____ Document segment

Application Software Service Level
- Availability of the thrv Application Software. The Application Software will be available to the Company at least 95.0% of the scheduled available time (“Scheduled Available Time”) in any calendar month (the “Service Level Target”). Scheduled Available Time shall not include time during which thrv may schedule routine maintenance of the Software during off-peak hours (i.e., 9:00 p.m. to 2:00 a.m. (Pacific Time)).
USE OF THRV SERVICES
- Services
- Statements of Work. thrv will provide Services as set forth in one or more statements of work ("SOW(s)"), separately executed by thrv and the Company, providing for the provision of Services. The Services to be performed and/or delivered by thrv to the Company shall be in accordance with thrv’s proposal to the Company (the “Proposal”) and this Section, "USE OF THE THRV SERVICES" ("Services Agreement") and the related SOW. This Services Agreement found here at thrv.com/legal will be incorporated and will apply, in their entirety, to all current and future SOWs as if such terms were restated in each such SOW, subject only to such revisions as are expressly provided in the SOW, which revisions shall prevail in the event of a conflict.
- Services. In consideration of the payment by the Company of all Services Fees associated with the Services set forth in the applicable SOW, and the Company’s compliance with this Services Agreement and the applicable SOW, thrv will provide the Company with the Services set forth in the SOW, including the possible development of a Customer Application.
Notwithstanding the foregoing, the Company understands, acknowledges and agrees that thrv provides its Application Software, JTBD OS, Services or Deliverables to many other customers and that the Company does not have any right to any such other customer’s data thrv receives through its Application Software, Services or Deliverables.
In furtherance of the foregoing, the Company hereby agrees not to bring any claim, complaint, demand or legal, governmental or regulatory action against thrv or any customer of thrv for any Output generated from the Customer Application related to the data of any such customer.
Nothing herein prevents thrv from performing similar Services or providing Deliverables that may or may not result in similar Output for thrv and/or others, and the creation of the Output and delivery thereof shall in no way be deemed a violation of any of the Company’s rights.
- Fees and Expenses
- Service Fees. As consideration for providing the Services, Company shall pay to thrv the compensation set forth in the applicable SOW (the “Service Fees”) in accordance with the pricing set forth therein. thrv shall invoice the Company for the Service Fees as the Services are performed, which invoices shall be due and payable by the Company within thirty (30) days of receipt.

________
____ Dataset content

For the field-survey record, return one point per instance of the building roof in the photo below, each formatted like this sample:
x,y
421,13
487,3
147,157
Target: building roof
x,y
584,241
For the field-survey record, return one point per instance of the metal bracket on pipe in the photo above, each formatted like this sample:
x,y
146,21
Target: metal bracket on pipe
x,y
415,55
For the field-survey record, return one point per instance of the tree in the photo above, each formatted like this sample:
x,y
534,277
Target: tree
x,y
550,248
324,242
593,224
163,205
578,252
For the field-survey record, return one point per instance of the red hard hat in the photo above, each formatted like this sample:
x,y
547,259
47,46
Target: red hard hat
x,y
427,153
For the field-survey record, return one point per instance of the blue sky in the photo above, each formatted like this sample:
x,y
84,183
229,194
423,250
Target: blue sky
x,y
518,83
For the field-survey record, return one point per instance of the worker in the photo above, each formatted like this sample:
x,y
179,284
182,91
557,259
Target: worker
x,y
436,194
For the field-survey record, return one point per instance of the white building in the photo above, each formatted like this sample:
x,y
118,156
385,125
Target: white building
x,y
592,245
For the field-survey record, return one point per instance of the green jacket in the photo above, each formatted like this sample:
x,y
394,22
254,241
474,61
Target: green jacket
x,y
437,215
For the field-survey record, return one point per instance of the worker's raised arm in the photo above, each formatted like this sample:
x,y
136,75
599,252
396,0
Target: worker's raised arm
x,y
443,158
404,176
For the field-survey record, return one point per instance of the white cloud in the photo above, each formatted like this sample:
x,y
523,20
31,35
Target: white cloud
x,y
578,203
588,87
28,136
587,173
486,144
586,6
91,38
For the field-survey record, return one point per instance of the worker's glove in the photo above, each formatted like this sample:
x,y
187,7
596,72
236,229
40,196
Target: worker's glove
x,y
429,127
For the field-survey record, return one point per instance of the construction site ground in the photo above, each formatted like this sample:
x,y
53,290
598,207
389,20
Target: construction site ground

________

Please reproduce the part of the thrv service terms between "Notwithstanding the foregoing, the" and "the Company’s rights.", inclusive. The listing isn't needed here.

» Exercise output
Notwithstanding the foregoing, the Company understands, acknowledges and agrees that thrv provides its Application Software, JTBD OS, Services or Deliverables to many other customers and that the Company does not have any right to any such other customer’s data thrv receives through its Application Software, Services or Deliverables.
In furtherance of the foregoing, the Company hereby agrees not to bring any claim, complaint, demand or legal, governmental or regulatory action against thrv or any customer of thrv for any Output generated from the Customer Application related to the data of any such customer.
Nothing herein prevents thrv from performing similar Services or providing Deliverables that may or may not result in similar Output for thrv and/or others, and the creation of the Output and delivery thereof shall in no way be deemed a violation of any of the Company’s rights.